TASKS TO PERFORM.
**A)** Translate into Spanish the sentence "If the stimulus is very transient the nucleus remains unaffected." from the passage below on how foods alter plant cells.
**B)** Extend the passage below on how foods alter plant cells by writing what comes next after its final sentence.

1. By feeding with chemically different foods very characteristic alterations are obtained, both in the colour reaction and morphology of the cell. For example, in five seconds white of egg causes both the cytoplasm and nuclear plasm to become more eosinophile, while pure amphopeptone increases their affinity for blue stains. The former food quickly causes great impoverishment of cytoplasm and nuclear plasm, while the first effects of pure peptone are to increase their bulk and density. Both the foods produce an enormous increase of the chromatin element of the nucleus, while other foods, e. g. nucleic and nucleic acid, produce no such result.
2. While the cytoplasm is the cell constituent most rapidly and most constantly affected by external stimuli, the nucleus is the seat of metabolic activity, and the state of the nuclear organs indicates whether or not the food supply was of service to the metabolism of the plant.
It is not surprising, therefore, to find a certain independence of cytoplasm and nucleus in their behaviour to external stimuli, coupled with great interdependence with respect to all resulting processes of metabolism. Thus, substances such as paraffin and nucleic acid act merely as stimuli to the secretive activity of the cells; and they cannot be regarded as foods, for they affect the nucleus only by causing a slight drainage on the nuclear plasm and nucleolus. If the stimulus is very transient the nucleus remains unaffected. On the other hand, with highly nutritious food like egg-albumin and peptone the nucleus is the seat of the greatest change, and the chromosomes, i. e. the nuclein, undergo an enormous. increase, independently of the state of the cytoplasm. With egg-albumin we do not get these great changes in the nuclear organs till the cell plasm is thoroughly exhausted, while in the case of 10 per cent, amphopeptone we get them while the cellcavity is full of cytoplasm.

SOURCE INFORMATION.
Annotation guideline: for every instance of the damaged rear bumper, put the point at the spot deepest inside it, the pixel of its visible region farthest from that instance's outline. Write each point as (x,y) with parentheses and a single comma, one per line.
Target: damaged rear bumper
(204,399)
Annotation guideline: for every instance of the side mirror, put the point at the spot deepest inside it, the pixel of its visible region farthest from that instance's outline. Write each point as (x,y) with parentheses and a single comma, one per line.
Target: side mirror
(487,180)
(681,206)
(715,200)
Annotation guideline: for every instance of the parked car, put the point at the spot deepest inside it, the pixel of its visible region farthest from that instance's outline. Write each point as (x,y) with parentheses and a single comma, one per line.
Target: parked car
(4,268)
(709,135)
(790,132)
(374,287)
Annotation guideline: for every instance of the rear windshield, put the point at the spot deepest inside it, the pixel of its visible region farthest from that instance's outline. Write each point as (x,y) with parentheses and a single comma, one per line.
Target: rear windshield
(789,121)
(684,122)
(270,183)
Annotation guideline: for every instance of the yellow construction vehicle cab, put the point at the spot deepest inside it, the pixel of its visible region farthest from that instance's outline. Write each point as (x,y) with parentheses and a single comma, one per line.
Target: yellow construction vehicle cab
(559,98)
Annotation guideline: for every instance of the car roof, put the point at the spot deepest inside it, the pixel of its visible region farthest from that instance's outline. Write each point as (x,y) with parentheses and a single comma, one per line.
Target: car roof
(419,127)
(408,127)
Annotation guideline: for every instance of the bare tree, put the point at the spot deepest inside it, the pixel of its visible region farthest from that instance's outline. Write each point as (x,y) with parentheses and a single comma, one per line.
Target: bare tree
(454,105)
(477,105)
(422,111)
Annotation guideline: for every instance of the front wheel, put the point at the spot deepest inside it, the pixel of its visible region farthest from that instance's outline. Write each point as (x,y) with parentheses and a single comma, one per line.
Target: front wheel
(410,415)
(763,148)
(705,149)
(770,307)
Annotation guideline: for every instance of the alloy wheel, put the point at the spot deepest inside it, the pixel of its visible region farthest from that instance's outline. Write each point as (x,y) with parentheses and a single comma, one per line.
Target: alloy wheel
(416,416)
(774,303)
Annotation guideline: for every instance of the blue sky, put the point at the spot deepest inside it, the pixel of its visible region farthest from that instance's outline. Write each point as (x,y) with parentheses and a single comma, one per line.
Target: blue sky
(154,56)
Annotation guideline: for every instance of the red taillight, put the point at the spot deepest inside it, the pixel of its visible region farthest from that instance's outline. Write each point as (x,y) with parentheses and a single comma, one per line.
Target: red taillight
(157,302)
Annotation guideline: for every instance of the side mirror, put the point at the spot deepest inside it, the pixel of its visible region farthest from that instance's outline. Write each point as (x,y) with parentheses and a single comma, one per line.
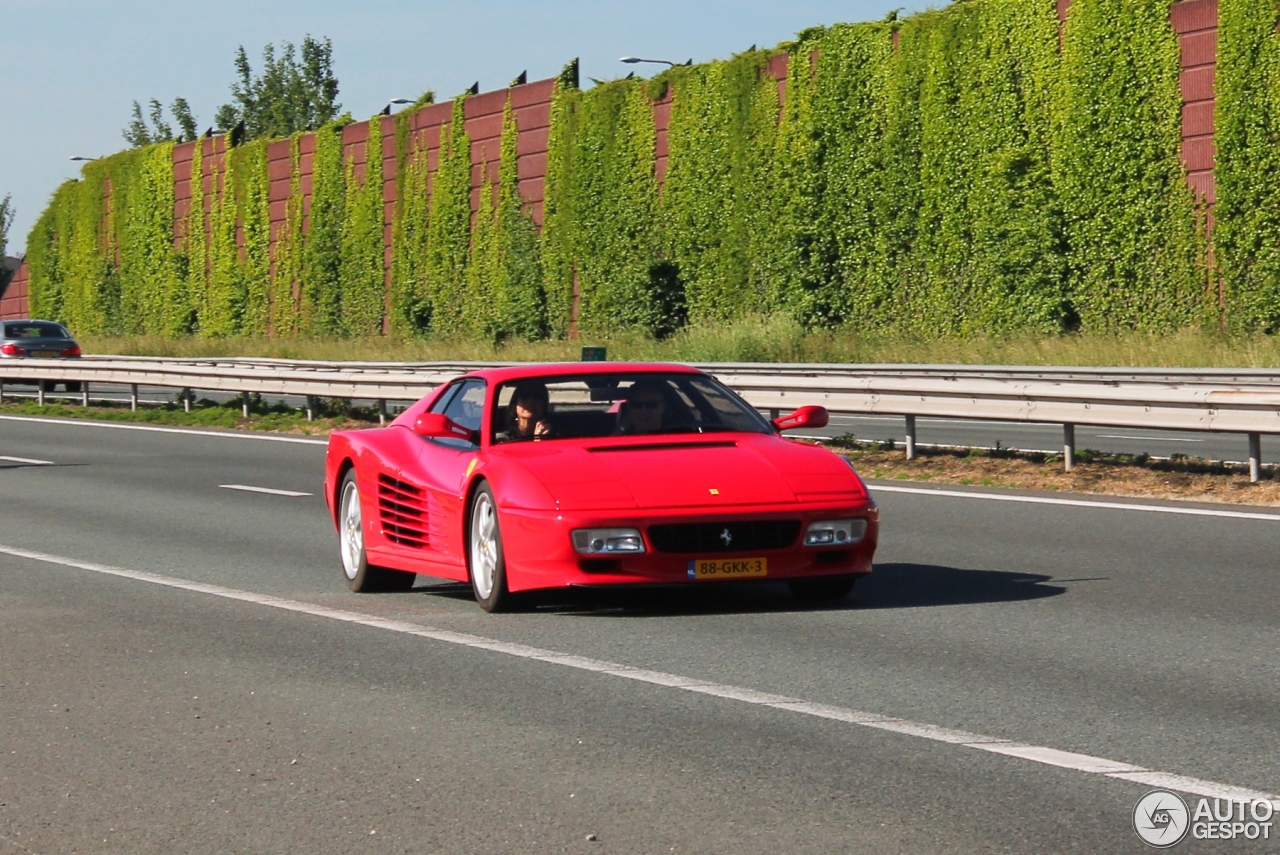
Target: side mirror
(435,425)
(803,417)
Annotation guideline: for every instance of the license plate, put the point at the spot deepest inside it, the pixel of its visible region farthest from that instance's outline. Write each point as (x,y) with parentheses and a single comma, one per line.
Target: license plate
(728,567)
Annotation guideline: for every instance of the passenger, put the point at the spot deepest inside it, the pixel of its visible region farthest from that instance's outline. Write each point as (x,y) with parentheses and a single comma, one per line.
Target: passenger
(526,415)
(644,408)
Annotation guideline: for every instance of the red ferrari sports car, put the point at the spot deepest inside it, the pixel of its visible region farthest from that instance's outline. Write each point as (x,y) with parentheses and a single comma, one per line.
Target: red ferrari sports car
(540,476)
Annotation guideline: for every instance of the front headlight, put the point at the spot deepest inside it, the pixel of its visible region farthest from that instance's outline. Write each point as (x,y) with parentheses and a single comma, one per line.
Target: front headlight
(607,542)
(835,533)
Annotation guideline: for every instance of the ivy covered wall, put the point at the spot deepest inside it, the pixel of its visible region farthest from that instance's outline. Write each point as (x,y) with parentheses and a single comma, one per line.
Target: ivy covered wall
(988,167)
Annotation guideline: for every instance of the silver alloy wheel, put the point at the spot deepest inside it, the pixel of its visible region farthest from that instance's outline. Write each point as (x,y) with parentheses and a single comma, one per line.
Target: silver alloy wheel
(484,545)
(351,530)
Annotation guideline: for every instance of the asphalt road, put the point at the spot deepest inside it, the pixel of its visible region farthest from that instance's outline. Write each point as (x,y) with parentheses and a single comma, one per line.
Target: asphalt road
(182,670)
(929,431)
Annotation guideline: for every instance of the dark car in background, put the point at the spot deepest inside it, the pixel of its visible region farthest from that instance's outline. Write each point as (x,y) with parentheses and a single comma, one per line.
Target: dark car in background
(40,339)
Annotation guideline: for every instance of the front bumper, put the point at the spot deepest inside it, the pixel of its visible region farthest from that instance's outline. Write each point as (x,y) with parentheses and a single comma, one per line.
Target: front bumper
(539,552)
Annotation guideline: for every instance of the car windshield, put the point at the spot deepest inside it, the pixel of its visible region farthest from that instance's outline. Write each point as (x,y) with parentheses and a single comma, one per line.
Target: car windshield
(33,330)
(616,405)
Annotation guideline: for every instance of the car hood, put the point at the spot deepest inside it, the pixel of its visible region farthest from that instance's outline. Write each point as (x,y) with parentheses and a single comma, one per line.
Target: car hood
(681,472)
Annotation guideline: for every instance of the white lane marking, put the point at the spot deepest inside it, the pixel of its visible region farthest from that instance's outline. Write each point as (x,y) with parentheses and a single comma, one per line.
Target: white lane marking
(1155,439)
(26,460)
(261,489)
(85,423)
(1084,763)
(1077,503)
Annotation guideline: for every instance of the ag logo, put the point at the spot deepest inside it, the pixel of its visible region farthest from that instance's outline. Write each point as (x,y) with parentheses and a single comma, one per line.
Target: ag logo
(1161,818)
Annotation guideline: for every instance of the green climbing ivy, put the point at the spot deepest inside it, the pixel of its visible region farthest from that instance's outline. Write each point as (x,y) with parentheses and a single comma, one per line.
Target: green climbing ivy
(1247,137)
(968,169)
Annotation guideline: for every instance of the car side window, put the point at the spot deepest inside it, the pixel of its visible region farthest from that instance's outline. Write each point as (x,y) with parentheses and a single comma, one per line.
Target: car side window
(443,401)
(464,405)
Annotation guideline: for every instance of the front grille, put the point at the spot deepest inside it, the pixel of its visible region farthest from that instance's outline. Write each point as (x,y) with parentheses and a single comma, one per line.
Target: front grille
(711,536)
(402,511)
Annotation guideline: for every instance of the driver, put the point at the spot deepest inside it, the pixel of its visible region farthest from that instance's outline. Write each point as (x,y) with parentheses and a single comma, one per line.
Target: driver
(526,416)
(644,408)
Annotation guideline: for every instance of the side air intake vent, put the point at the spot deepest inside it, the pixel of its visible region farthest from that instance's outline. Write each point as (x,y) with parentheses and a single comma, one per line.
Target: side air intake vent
(402,511)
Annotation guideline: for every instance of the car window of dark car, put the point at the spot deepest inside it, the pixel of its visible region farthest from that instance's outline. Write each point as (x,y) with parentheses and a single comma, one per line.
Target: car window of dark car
(35,330)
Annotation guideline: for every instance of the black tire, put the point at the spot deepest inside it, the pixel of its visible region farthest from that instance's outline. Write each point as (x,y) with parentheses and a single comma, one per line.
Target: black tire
(822,588)
(487,562)
(361,576)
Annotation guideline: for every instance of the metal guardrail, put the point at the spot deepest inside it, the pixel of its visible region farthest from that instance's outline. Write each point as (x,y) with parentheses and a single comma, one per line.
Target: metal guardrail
(1214,399)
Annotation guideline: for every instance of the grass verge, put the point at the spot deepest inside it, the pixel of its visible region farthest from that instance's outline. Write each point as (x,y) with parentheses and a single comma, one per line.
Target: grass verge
(750,339)
(1180,478)
(333,415)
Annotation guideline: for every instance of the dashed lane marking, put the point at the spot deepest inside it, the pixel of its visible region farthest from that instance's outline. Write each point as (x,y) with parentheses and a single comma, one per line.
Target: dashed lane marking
(223,434)
(1075,503)
(269,490)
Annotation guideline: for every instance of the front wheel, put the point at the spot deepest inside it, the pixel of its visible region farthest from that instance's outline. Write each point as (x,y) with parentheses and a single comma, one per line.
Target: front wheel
(361,576)
(822,588)
(487,562)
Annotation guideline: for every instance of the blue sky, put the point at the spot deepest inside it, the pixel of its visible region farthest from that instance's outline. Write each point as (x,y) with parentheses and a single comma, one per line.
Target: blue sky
(71,69)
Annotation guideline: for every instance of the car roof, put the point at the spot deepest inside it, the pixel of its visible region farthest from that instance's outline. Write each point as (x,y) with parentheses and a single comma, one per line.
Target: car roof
(508,373)
(30,320)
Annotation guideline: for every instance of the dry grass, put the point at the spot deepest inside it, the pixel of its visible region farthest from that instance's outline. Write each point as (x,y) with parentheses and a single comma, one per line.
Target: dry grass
(754,339)
(1188,480)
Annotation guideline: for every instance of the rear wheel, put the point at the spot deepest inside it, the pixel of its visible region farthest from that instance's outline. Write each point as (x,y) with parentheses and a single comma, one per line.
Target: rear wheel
(487,563)
(361,576)
(822,588)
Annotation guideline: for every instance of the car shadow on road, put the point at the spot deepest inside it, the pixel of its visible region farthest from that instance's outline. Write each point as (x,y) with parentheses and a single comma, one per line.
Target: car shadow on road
(905,585)
(892,585)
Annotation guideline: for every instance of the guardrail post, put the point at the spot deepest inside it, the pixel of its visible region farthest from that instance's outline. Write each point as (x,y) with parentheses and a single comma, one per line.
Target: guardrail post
(1255,457)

ANSWERS IN ORDER.
**A)** Si el estímulo es muy transitorio, el núcleo permanece inalterado.

**B)**
In all cases the process of recuperation begins in the nucleus. The nuclear plasm first becomes abundant, and restoration of the cytoplasm begins in contact with the nucleus, and spreads thence to the remoter parts of the cell.
3. To answer the question, whether the rapidity with which changes occur depends on the ease with which substances are absorbed, we must deal only with such changes as are characteristic of foods. Changes that are produced also by mere contact with insoluble substances must not be taken account of.
Changes which are produced in five seconds are rapid, yet in this short space of time we get quite specific alterations for two foods so different in their diffusibility as egg-albumin and peptone. But then only the plasm is affected, that is that cell constituent which I have just shown to be most rapidly altered by external stimuli. Nuclear changes, e. g. the increase of chromatin, must depend for their rapidity on the constitution of the food, i. e. on the series of chemical changes the latter must undergo before it is converted into basophile chromatin. In the two cases just cited the length of time required to produce this change differs widely, being about twenty hours in the case of egg-albumin, while oue hour suffices for peptone ; and yet from the changes wrought in the cytoplasm in five seconds we might argue that both foods entered the cells with equal rapidity. We may conclude, then, that the rate of plasmic changes depends on the rate of absorption, but that the rapidity of nuclear changes is commensurate only with the digestibility of the food.
4. In determining the relation between cytological changes in the gland cells on the one hand, and the degree of irritability in the leaves calculated from their rate of closure on the other hand, cytoplasmic changes only constitute our legitimate criterion; for I have shown above that the cytoplasm is the cell constituent directly influenced by external stimuli, and that nuclear changes are the secondary results of metabolism. A careful comparison of the action of the substances applied to the tentacles proves that there is a constant concord between the rate of closure of the tentacles and the degree of vacuolation produced in the cytoplasm. The citation of a few cases will illustrate this :
Paraffin and nuclein caused no closure, and very slight and transient vacuolation.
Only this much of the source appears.